## Problem details
From the line with "Tag the crowd of young" to the final line of the records, reproduce every line exactly and only those lines.

## Data shown
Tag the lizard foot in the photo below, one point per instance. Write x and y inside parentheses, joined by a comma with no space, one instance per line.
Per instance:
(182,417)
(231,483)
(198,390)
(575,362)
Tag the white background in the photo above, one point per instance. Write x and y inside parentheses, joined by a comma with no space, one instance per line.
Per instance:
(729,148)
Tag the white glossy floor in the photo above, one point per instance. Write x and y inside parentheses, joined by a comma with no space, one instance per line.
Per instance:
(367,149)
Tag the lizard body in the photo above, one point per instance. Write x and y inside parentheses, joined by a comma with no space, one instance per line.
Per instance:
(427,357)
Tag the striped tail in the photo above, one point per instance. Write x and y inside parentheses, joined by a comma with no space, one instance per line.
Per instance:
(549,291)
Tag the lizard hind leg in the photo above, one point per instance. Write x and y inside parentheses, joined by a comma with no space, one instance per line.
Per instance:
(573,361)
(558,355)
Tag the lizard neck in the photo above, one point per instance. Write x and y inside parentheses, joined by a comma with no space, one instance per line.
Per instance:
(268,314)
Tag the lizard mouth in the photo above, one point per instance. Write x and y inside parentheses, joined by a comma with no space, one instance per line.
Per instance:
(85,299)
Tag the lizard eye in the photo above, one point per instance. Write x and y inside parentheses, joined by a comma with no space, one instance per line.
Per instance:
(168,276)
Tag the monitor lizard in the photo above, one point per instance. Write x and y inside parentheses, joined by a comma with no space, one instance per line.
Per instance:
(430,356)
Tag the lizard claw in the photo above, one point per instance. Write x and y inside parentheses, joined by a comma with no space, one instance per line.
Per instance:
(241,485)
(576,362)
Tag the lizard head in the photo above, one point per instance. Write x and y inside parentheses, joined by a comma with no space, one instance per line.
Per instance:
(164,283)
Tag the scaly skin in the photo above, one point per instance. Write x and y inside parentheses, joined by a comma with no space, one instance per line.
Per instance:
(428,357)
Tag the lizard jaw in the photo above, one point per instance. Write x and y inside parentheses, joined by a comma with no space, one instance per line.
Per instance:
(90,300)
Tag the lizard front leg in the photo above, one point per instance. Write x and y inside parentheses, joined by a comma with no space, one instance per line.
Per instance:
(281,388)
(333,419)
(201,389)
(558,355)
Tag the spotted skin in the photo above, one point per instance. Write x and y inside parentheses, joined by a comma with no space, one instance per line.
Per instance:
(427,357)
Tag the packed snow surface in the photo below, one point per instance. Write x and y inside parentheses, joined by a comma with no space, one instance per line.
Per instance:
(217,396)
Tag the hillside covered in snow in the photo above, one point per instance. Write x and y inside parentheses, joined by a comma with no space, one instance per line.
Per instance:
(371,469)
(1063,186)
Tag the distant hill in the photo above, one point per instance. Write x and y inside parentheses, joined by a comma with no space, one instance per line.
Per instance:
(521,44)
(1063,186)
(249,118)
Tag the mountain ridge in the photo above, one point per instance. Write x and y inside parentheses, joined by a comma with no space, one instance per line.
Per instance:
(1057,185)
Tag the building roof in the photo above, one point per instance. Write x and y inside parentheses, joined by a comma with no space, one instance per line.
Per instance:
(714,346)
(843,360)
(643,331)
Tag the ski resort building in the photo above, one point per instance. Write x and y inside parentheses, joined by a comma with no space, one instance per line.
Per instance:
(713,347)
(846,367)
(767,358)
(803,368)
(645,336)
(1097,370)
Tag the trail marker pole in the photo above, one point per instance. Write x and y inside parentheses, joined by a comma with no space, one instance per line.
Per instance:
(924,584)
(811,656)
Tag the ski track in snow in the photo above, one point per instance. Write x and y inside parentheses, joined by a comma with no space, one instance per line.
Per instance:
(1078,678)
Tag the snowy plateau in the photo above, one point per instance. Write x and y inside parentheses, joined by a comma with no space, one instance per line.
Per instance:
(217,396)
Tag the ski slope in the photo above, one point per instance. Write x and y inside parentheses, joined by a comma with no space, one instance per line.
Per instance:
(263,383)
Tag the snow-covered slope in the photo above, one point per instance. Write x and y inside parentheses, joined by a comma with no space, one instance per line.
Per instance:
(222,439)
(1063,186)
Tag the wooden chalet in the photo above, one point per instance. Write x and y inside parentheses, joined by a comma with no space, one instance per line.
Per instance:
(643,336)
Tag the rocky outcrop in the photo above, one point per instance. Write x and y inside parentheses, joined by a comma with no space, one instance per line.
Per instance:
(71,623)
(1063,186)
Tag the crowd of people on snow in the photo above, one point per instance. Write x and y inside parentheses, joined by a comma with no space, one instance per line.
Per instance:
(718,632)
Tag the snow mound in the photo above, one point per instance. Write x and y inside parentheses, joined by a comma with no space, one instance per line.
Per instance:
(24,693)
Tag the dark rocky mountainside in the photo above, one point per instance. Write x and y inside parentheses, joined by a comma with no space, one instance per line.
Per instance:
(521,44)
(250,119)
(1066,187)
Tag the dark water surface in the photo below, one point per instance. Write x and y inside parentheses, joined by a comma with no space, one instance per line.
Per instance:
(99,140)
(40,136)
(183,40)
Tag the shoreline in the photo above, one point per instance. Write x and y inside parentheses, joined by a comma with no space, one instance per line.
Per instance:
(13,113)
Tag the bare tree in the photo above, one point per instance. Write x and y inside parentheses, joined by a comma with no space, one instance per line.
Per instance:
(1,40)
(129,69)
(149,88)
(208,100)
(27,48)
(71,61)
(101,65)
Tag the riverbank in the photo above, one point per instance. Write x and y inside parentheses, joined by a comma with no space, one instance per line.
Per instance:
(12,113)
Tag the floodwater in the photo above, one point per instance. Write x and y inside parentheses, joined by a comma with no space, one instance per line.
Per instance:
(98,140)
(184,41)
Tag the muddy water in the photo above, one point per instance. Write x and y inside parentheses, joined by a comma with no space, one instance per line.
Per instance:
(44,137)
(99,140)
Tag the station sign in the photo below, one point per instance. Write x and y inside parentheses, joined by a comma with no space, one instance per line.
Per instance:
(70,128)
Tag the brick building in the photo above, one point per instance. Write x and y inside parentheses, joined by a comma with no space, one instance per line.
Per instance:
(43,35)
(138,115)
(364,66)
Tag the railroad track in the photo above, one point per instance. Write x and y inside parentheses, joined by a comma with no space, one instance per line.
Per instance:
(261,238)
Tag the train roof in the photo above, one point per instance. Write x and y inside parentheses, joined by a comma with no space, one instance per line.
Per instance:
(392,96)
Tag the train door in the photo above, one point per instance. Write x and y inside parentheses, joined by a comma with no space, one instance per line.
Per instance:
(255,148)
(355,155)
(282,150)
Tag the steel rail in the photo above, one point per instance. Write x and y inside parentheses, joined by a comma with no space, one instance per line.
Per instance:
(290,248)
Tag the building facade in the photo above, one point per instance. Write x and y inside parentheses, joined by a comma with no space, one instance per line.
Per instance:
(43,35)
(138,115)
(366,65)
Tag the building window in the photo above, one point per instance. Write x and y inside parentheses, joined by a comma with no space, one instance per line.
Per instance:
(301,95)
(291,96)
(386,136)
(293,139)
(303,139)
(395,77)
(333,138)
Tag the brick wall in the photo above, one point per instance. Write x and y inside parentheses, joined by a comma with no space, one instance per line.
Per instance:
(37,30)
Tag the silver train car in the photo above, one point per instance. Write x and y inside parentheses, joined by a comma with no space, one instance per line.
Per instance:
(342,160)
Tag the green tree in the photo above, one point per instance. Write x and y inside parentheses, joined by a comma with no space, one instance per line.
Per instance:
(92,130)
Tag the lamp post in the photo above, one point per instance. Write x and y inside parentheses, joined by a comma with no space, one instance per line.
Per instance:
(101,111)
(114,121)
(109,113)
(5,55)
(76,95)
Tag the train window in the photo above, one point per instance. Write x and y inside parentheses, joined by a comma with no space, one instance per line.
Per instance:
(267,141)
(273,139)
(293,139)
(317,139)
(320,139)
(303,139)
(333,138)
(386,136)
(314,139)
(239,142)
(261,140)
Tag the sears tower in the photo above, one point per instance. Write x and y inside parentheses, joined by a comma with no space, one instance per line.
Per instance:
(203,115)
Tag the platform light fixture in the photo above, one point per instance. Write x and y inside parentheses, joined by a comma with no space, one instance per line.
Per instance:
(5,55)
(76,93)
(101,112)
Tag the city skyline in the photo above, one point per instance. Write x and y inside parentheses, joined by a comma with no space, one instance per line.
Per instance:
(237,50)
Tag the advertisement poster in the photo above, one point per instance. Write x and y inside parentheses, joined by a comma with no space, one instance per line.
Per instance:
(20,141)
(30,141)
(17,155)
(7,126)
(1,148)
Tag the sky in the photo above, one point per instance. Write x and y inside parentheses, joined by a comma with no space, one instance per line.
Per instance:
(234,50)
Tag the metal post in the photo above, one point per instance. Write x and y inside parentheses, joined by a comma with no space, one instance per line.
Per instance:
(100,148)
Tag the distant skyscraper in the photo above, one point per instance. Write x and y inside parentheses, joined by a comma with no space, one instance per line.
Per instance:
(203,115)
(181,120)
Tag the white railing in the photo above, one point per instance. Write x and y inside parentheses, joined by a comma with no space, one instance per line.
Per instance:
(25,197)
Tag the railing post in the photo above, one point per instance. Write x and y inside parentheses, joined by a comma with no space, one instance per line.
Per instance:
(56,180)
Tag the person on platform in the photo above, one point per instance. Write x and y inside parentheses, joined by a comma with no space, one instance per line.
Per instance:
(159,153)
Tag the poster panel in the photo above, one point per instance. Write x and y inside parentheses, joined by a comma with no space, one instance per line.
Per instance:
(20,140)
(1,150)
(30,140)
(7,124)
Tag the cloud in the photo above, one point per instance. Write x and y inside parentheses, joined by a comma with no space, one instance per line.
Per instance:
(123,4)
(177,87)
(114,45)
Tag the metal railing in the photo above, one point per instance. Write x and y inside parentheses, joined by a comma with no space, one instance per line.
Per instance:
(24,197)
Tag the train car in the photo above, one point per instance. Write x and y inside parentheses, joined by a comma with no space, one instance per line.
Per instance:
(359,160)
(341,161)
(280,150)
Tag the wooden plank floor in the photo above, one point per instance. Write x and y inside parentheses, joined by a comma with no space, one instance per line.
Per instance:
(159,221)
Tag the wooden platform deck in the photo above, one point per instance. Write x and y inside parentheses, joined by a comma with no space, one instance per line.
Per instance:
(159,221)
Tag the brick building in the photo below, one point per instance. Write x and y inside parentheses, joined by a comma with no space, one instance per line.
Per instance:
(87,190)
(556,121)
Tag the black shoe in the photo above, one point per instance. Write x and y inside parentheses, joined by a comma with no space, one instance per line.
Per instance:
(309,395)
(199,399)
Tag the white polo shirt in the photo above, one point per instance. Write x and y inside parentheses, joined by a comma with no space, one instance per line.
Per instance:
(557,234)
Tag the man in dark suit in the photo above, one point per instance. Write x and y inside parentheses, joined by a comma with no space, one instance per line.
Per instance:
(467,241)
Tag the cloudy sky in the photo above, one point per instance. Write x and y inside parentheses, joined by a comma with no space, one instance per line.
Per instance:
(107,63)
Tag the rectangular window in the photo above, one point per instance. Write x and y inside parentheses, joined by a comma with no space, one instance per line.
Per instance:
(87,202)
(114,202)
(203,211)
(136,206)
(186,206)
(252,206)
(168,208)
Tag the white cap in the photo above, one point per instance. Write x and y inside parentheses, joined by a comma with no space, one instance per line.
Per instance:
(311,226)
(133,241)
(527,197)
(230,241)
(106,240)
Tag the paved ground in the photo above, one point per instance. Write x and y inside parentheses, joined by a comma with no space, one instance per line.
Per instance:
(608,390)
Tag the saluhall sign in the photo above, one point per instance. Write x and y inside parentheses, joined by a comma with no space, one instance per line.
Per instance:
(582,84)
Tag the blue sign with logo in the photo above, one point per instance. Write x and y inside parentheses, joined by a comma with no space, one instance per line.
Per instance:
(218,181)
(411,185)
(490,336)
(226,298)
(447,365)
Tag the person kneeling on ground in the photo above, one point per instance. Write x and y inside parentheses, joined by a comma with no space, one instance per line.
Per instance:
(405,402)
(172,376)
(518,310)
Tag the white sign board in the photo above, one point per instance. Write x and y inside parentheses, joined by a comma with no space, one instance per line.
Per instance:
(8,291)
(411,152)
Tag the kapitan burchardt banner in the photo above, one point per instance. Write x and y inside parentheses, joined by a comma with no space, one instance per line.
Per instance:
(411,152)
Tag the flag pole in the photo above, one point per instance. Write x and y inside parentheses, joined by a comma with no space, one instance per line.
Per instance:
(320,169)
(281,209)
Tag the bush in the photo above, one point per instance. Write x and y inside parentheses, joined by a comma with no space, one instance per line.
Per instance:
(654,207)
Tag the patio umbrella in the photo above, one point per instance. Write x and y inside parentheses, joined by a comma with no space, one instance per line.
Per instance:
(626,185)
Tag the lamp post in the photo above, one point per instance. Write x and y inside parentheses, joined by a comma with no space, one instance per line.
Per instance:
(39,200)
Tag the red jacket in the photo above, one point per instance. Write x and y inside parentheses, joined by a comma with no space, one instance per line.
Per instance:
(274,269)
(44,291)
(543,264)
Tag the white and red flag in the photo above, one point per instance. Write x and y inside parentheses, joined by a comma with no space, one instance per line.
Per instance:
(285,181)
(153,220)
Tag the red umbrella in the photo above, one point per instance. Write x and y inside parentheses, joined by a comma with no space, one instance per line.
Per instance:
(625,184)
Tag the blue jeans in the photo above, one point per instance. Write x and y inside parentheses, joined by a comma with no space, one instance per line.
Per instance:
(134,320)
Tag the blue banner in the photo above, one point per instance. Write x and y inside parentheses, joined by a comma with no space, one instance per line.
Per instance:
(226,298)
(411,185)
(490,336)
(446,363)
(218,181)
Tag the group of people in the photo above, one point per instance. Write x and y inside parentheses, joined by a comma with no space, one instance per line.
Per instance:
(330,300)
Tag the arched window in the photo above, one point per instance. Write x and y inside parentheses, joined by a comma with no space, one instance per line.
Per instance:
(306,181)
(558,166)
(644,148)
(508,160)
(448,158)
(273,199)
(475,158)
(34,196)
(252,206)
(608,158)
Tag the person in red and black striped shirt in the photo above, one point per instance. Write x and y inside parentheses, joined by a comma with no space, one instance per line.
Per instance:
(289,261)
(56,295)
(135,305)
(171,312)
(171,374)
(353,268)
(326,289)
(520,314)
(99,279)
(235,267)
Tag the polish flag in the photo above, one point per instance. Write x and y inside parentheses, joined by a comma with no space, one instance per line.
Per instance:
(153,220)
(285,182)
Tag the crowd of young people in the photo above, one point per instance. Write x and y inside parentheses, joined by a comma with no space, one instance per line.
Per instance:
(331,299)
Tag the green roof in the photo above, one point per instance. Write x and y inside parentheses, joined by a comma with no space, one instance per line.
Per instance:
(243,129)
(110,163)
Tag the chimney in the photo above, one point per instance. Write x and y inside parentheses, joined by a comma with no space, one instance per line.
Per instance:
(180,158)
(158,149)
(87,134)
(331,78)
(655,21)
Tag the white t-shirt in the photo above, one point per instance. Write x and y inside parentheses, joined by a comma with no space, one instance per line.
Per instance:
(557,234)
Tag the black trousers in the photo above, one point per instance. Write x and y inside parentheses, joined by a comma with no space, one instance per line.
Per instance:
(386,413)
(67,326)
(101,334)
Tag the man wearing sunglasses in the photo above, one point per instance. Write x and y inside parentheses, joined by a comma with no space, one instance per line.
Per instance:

## Final result
Tag the crowd of young people in the photo above, one point per instance. Write x and y inside parentheses, joined by a comma with no space, one instance per line.
Per instance:
(331,299)
Tag the green roof in the photo above, one point per instance. Write x and y inside parentheses, joined by a comma with no space, one instance per line.
Per instance:
(243,129)
(110,163)
Tag the chimney in the photo above, one point per instance. Write x and y inside parentheses, joined by a comma with no space, one instance per line.
Per instance:
(180,158)
(158,149)
(87,134)
(331,78)
(655,21)
Tag the white t-shirt in the photo above, one point per instance. Write x and y inside parentheses, joined by a comma with no space, one instance per line.
Per instance:
(557,234)
Tag the black trousers in the photo above, one point per instance. Write x and y inside parentheses, joined by a comma with no space, one instance per line.
Per instance:
(386,413)
(67,326)
(101,334)
Tag the man wearing sunglasses in the photo above, one point per instance. Write x and y inside parentheses, joined by a comma with no space, one instance per line.
Per instance:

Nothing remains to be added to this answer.